[Collection entries]
****************

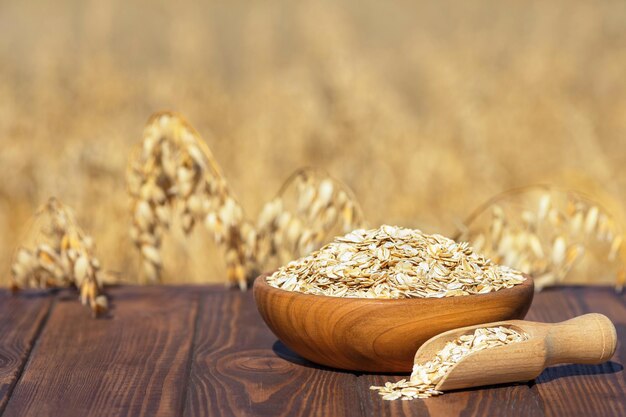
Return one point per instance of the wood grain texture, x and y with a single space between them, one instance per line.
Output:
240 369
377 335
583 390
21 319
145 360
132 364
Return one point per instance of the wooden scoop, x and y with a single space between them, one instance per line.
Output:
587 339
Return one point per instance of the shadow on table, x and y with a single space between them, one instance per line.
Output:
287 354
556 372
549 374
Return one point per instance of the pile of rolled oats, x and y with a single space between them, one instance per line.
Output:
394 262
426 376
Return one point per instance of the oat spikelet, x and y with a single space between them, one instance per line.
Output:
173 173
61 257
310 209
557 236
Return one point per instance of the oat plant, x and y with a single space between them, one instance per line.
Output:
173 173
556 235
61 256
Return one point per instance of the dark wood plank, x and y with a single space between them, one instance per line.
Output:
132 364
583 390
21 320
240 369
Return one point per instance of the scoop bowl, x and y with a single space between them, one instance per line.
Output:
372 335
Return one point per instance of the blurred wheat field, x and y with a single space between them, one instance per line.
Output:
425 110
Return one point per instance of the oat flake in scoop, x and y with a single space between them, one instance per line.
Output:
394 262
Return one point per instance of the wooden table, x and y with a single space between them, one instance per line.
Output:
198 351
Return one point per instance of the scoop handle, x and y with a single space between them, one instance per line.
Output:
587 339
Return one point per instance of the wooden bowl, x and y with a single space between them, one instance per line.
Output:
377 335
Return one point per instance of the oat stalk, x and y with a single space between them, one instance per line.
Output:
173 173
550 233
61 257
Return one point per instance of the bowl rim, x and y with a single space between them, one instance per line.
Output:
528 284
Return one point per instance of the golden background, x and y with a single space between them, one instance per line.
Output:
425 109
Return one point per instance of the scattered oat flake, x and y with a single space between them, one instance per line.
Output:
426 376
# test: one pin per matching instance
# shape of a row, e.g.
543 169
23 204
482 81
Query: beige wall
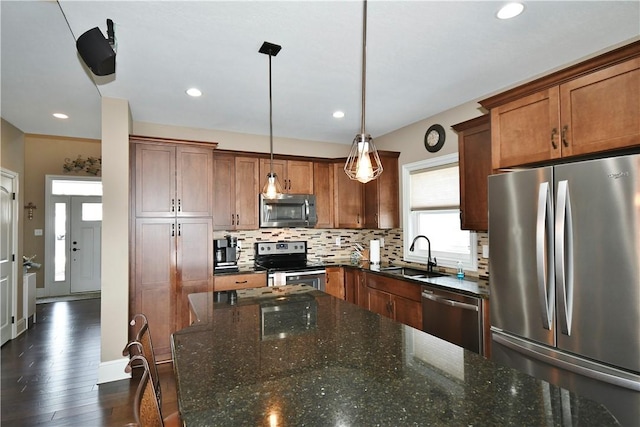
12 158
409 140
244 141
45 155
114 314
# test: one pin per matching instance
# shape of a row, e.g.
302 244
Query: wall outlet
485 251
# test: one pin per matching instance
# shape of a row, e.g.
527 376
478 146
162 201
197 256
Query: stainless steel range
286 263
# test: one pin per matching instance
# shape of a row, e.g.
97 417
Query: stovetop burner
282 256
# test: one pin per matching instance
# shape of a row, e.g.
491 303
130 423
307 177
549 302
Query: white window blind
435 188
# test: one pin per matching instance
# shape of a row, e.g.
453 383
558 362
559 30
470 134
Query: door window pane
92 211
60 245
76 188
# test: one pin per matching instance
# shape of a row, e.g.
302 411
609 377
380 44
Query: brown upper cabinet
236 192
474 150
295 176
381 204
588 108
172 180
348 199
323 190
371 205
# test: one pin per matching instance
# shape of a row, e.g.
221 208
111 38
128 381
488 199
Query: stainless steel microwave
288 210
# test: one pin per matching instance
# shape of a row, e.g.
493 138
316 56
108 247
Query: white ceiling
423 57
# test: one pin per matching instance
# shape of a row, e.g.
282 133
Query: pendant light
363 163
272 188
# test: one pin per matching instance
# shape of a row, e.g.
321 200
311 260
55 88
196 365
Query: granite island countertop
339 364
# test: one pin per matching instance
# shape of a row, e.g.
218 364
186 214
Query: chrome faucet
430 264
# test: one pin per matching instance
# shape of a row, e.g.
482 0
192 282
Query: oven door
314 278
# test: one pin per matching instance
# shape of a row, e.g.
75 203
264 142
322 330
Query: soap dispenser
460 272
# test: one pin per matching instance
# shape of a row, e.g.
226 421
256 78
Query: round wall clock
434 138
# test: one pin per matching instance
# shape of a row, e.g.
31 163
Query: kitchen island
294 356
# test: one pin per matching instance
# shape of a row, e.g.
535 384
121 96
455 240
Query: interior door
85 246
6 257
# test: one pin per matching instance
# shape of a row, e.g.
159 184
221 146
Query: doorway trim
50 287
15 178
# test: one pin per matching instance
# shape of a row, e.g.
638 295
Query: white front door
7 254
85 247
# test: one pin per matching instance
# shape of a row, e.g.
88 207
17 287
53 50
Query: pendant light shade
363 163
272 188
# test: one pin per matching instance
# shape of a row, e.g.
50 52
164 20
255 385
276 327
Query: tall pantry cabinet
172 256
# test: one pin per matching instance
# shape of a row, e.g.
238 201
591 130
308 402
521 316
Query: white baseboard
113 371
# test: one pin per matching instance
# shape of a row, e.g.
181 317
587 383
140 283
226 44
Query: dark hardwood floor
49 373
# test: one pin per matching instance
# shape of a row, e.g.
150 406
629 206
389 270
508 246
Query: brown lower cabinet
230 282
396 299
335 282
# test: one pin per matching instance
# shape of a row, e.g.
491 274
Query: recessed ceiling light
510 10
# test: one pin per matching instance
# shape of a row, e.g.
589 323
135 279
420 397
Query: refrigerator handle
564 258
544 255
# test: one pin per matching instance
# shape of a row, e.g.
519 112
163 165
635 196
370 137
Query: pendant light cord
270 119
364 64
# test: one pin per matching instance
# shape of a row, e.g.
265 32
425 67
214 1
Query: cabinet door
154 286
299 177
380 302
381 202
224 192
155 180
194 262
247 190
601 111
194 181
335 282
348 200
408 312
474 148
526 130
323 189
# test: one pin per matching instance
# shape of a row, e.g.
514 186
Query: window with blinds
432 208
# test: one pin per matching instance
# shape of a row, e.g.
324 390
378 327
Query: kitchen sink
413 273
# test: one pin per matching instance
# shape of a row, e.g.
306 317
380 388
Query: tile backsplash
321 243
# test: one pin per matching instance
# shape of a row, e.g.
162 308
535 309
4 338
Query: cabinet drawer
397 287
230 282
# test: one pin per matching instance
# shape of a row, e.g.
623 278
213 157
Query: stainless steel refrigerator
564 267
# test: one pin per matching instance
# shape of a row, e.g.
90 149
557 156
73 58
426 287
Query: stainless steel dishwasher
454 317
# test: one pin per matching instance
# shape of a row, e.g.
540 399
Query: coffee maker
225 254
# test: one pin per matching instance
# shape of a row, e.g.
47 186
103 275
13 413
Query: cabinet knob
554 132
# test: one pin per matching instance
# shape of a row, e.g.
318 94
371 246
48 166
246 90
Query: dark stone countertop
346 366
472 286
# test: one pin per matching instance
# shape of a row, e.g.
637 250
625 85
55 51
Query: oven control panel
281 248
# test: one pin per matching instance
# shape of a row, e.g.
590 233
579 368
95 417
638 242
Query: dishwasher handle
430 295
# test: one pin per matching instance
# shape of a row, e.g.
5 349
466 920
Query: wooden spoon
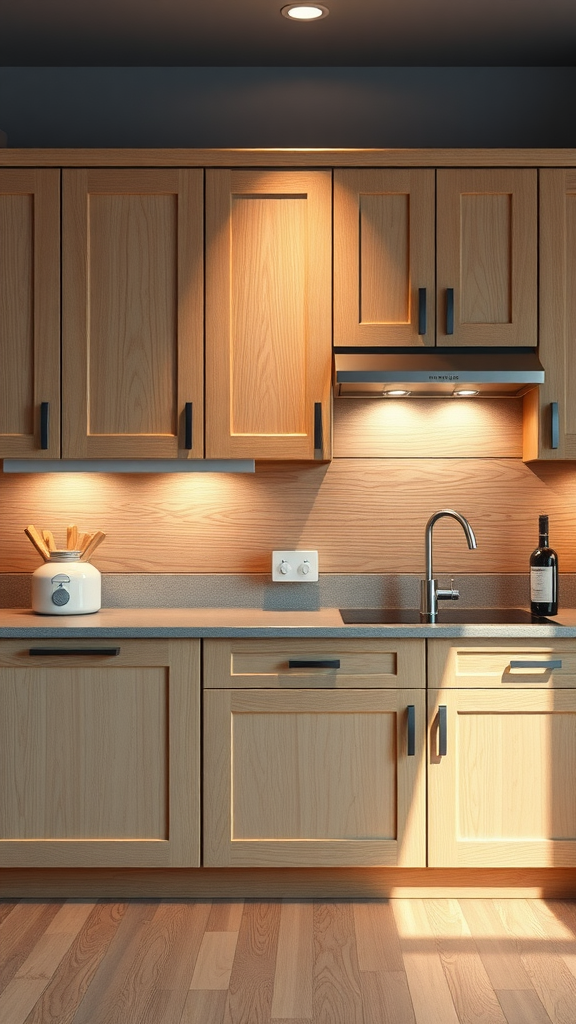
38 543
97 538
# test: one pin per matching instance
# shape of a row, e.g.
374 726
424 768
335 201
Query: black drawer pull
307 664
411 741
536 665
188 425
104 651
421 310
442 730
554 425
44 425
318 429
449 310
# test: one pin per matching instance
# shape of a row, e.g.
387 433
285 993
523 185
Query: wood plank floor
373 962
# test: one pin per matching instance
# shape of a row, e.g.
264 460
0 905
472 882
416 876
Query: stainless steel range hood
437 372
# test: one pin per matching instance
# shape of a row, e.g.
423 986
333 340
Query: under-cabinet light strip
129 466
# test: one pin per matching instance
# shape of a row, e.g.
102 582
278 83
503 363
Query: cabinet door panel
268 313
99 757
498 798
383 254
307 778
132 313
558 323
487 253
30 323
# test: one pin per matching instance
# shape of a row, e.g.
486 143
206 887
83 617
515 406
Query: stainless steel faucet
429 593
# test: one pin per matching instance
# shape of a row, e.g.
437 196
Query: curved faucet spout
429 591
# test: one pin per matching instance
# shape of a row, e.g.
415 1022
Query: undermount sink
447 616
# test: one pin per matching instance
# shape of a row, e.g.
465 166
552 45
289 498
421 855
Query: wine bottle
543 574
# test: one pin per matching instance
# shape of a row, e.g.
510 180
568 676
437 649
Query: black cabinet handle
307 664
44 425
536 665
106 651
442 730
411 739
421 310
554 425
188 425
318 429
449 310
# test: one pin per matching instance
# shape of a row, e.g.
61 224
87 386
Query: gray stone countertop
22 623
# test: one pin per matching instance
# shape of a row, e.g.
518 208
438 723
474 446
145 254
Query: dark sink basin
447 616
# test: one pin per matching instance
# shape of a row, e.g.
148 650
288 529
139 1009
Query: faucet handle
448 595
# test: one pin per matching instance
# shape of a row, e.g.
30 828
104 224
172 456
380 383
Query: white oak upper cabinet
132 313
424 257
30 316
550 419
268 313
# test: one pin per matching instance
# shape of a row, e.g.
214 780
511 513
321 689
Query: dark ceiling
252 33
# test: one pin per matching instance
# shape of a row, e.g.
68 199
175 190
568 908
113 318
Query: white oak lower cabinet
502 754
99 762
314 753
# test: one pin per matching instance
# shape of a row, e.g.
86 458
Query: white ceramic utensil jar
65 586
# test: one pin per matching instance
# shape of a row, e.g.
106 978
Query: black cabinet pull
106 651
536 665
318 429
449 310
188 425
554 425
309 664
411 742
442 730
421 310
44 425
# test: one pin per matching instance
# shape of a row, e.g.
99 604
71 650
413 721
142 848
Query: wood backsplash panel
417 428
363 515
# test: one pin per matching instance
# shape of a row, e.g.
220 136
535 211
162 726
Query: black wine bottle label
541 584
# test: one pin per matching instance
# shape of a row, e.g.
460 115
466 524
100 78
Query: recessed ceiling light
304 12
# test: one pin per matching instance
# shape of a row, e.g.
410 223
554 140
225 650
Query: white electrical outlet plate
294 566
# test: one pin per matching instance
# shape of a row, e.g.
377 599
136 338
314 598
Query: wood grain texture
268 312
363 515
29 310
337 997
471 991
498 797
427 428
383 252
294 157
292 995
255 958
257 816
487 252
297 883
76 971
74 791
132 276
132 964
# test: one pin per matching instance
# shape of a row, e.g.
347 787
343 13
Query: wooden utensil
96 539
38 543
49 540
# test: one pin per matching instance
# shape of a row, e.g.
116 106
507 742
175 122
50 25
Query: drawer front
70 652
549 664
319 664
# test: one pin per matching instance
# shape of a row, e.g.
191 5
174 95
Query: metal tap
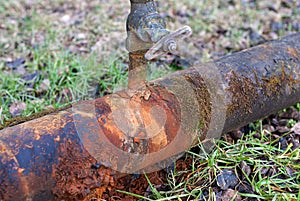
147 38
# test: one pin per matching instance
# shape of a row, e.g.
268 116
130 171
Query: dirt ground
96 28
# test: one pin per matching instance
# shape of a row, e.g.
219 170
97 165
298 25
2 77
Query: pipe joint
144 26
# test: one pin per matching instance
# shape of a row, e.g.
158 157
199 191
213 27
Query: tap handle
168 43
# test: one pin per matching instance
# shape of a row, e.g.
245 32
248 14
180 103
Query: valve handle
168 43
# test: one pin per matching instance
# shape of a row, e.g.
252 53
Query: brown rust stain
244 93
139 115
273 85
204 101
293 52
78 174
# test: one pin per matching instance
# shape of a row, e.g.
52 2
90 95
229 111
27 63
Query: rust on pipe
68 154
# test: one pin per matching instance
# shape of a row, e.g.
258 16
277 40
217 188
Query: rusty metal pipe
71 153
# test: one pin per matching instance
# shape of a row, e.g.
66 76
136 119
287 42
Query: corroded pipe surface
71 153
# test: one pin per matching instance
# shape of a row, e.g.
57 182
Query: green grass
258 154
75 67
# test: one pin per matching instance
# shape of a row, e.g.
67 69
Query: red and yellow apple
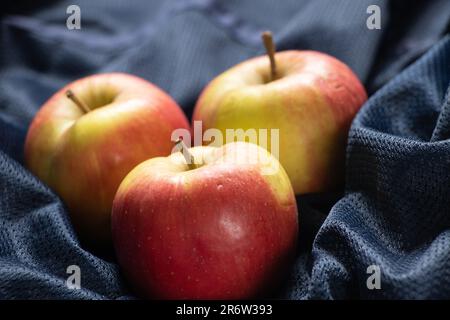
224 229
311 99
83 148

****************

PROBLEM: Return every line of the items above that contains the string "sink", treating uppercase and lowercase as distinct.

EXERCISE SOLUTION:
Query: kitchen sink
Query: undermount sink
Query: dark sink basin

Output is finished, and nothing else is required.